*Aim of the task:* Copy each of the following entries back without change.
BEGIN Input records
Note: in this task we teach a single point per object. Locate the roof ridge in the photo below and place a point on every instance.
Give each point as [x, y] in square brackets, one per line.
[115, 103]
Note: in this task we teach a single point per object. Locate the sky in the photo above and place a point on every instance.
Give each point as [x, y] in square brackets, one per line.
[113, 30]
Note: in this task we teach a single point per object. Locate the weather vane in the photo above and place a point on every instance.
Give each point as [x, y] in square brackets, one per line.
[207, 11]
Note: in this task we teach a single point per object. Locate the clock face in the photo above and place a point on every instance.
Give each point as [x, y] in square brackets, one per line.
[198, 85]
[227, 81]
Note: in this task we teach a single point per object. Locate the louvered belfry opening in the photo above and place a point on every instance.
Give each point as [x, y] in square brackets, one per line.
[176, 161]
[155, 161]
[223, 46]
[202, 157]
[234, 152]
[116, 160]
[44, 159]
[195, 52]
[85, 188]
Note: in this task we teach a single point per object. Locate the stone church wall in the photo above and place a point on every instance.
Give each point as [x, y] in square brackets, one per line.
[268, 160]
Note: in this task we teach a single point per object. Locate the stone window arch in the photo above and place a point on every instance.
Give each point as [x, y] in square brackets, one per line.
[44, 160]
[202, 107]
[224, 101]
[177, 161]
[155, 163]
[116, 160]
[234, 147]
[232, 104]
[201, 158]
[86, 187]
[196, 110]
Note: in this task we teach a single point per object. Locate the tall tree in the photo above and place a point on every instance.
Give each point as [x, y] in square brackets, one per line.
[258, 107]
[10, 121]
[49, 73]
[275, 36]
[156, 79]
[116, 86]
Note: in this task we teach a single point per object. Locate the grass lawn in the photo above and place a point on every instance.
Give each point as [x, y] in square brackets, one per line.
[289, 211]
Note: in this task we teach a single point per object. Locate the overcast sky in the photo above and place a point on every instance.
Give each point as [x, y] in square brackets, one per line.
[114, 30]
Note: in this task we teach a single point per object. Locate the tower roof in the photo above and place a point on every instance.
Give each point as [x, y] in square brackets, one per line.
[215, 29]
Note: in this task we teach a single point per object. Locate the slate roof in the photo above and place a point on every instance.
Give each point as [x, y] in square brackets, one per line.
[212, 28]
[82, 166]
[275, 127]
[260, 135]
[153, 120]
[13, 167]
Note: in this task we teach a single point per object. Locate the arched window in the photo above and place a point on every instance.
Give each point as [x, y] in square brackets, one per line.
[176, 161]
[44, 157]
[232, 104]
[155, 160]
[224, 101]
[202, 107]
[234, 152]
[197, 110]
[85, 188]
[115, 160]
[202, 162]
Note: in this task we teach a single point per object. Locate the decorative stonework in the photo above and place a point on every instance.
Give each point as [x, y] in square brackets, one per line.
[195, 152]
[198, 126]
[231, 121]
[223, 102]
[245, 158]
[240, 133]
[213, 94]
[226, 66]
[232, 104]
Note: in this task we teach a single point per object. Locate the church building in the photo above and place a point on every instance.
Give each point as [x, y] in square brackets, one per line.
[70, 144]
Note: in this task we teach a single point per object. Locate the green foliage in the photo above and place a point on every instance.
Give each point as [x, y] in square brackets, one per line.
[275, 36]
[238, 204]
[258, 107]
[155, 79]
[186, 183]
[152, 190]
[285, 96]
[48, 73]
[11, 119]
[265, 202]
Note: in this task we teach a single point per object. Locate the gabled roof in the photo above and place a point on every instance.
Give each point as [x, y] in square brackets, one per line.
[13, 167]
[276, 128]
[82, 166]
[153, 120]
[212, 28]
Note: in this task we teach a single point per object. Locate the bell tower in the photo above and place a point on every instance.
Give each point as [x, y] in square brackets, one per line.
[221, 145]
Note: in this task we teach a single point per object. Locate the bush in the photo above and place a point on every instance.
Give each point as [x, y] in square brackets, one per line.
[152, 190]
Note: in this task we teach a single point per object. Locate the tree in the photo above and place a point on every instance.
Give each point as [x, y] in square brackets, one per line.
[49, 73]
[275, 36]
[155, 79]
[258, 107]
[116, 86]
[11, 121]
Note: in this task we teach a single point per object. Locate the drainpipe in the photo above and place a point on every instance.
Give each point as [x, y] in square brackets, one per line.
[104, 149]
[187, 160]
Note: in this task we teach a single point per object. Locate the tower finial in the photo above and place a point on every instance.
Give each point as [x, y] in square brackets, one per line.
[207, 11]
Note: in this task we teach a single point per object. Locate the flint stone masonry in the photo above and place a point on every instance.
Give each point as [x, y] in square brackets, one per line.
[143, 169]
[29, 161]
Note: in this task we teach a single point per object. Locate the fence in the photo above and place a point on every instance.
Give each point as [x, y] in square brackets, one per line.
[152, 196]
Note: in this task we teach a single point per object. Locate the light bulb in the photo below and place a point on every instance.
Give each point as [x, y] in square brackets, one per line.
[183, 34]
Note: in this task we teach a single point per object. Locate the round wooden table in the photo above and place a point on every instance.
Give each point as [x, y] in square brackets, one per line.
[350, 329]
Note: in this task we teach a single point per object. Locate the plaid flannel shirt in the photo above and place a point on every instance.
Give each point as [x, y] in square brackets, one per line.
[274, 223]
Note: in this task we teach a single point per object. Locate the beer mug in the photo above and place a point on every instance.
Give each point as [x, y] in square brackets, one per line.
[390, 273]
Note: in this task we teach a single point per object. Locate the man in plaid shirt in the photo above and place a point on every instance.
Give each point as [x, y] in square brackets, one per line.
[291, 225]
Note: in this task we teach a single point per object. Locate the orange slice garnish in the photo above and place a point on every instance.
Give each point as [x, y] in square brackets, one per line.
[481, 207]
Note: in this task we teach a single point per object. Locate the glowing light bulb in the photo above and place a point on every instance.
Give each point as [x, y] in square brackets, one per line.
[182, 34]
END Input records
*Task response:*
Note: in this task we teach a single point per object. Locate the roof ridge in the photo below and place a point on every instance.
Give each point as [x, y] in square brackets, one per line.
[115, 103]
Note: in this task we teach a single point per object. Locate the sky in the photo above and place a point on every instance.
Give each point as [x, y] in square brackets, one per line.
[113, 30]
Note: in this task we teach a single point per object. Locate the weather vane in the photo above and place a point on every instance.
Give each point as [x, y] in square brackets, one per line.
[207, 11]
Note: in this task we teach a single point per object. Locate the clock face in the photo above and place a point on every instance.
Give each point as [x, y] in square brackets, one per line.
[198, 85]
[227, 81]
Note: in this task we teach a single point per object. Locate the louvered belfry opening in the photo above and place a point on every instance.
Give each point as [x, y] in square brackets, one per line.
[176, 161]
[155, 161]
[223, 46]
[202, 157]
[234, 152]
[116, 160]
[44, 159]
[195, 52]
[85, 188]
Note: in this task we teach a single point per object. Locate the stone church wall in the photo above and place a point on every instance.
Give each point as [x, y] in square brackets, one per line.
[268, 160]
Note: in this task we teach a single point per object. Locate the stone window arch in the photo above and place a point on every instance.
Give each point as [x, y] in square brackets, one per line.
[44, 160]
[202, 107]
[224, 101]
[177, 161]
[155, 163]
[116, 160]
[234, 147]
[232, 104]
[201, 158]
[86, 187]
[196, 110]
Note: in this task we teach a single point per object. Locate the tall tree in the photo above and place a point on every instance.
Give each point as [x, y] in square brackets, one per line.
[258, 107]
[10, 121]
[49, 73]
[275, 36]
[156, 79]
[116, 86]
Note: in this task we teach a single point per object. Locate the grass lawn in the photo above and place a point on every instance.
Give each point as [x, y] in square brackets, one per line.
[289, 211]
Note: in this task we teach a single point per object. Locate the overcast sky in the photo above and place a point on every instance.
Give each point as [x, y] in square brackets, one per line.
[114, 30]
Note: in this task we teach a single point per object. Locate the tower roof in the photo above and place a point on every instance.
Give each point as [x, y] in square brackets, one per line.
[215, 29]
Note: in this task we teach a single point per object. Locate the slate roof in the photo above and place a point on every instance.
Give each point as [x, y] in square brackets, one per line.
[212, 28]
[82, 166]
[275, 127]
[260, 135]
[153, 120]
[13, 167]
Note: in this task we teach a single point per object. Locate the arched window in the photo above and place a point on every instance.
Give each point as [x, y] in square brackets, one per line.
[176, 161]
[44, 157]
[232, 104]
[155, 160]
[224, 101]
[202, 107]
[234, 152]
[197, 110]
[85, 188]
[115, 160]
[202, 162]
Note: in this task we teach a single point per object. Locate the decorative stonework in the photo above and place a point on every instance.
Give each point as [x, y] in square brackets, one per line.
[195, 152]
[198, 126]
[231, 121]
[223, 102]
[245, 158]
[240, 133]
[213, 94]
[226, 66]
[232, 104]
Note: in this task we teach a single point per object. Locate the church building in the photo above and place a point on every instance.
Give each point as [x, y] in square brackets, one per line.
[70, 144]
Note: in this task we teach a single point per object. Locate the green foliage in the photo above and place a point on every instance.
Give each point as [x, y] in square brackets, one per line.
[275, 36]
[238, 204]
[258, 107]
[155, 79]
[186, 183]
[152, 190]
[285, 96]
[48, 73]
[11, 119]
[265, 202]
Note: in this task we teach a single point per object. Locate the gabled roof in the photo above and place a point on every instance.
Give each point as [x, y] in square brackets, one per line.
[13, 167]
[276, 128]
[82, 166]
[153, 120]
[212, 28]
Note: in this task we teach a single point per object. Locate the bell tower in the photo above and place a point on every instance.
Give each point as [x, y] in square brackets, one per line.
[221, 145]
Note: in this task we teach a single point per object. Locate the bush in the photo above and place a point on every instance.
Give each point as [x, y] in square brackets, one per line.
[152, 190]
Note: in this task we teach a single point per object. Locate the tree in the photo above and place a point on every instance.
Give each point as [x, y] in square brackets, one per line.
[49, 73]
[275, 36]
[155, 79]
[258, 107]
[116, 86]
[11, 121]
Note: in this task we teach a single point per object. Locate the drainpipe in the photo above and place a point on every instance.
Give each point as [x, y] in square brackets, one per line.
[104, 149]
[187, 160]
Note: in this task we teach a single point per object. Locate the tower finial in the photo above and place a point on every instance.
Give each point as [x, y] in square brackets, one per line.
[207, 11]
Note: in this task we teach a single point per object. Locate the flint stone masonry in the photo above and place a point on every instance.
Give each point as [x, y] in square brackets, one per line.
[143, 169]
[29, 161]
Note: in this task we teach a single point per object. Locate the fence in the photo above and place a point on every instance.
Give each point as [x, y] in square brackets, one per line.
[152, 196]
Note: in this task we teach a single point per object. Locate the light bulb in the photo below and place a point on every instance.
Give each point as [x, y] in square brackets, one per line.
[183, 34]
Note: in this task we teach a single point per object. Locate the round wooden table in the photo above and place a point on every instance.
Give each point as [x, y] in square brackets, one per line.
[350, 329]
Note: in this task we teach a single point per object. Locate the plaid flannel shirt in the photo above and place a point on every instance.
Give each point as [x, y] in square brackets, one per line.
[274, 223]
Note: in this task we teach a single point per object. Locate the beer mug in the photo above and place a point on every instance.
Give each point as [x, y] in square brackets, one per line.
[390, 273]
Note: in this task we teach a single point per object. Locate the man in plaid shirt in the photo above and place a point on every instance.
Give each point as [x, y] in square brackets, one per line.
[291, 225]
Note: in this task we teach a single point per object. Locate the orange slice garnish in the photo above and place a point on every instance.
Give each point as [x, y] in square brackets, one per line.
[481, 207]
Note: in this task we teach a single point per object. Locate the glowing light bulb in the photo above and place a point on every instance.
Give each point as [x, y] in square brackets, one per line.
[182, 34]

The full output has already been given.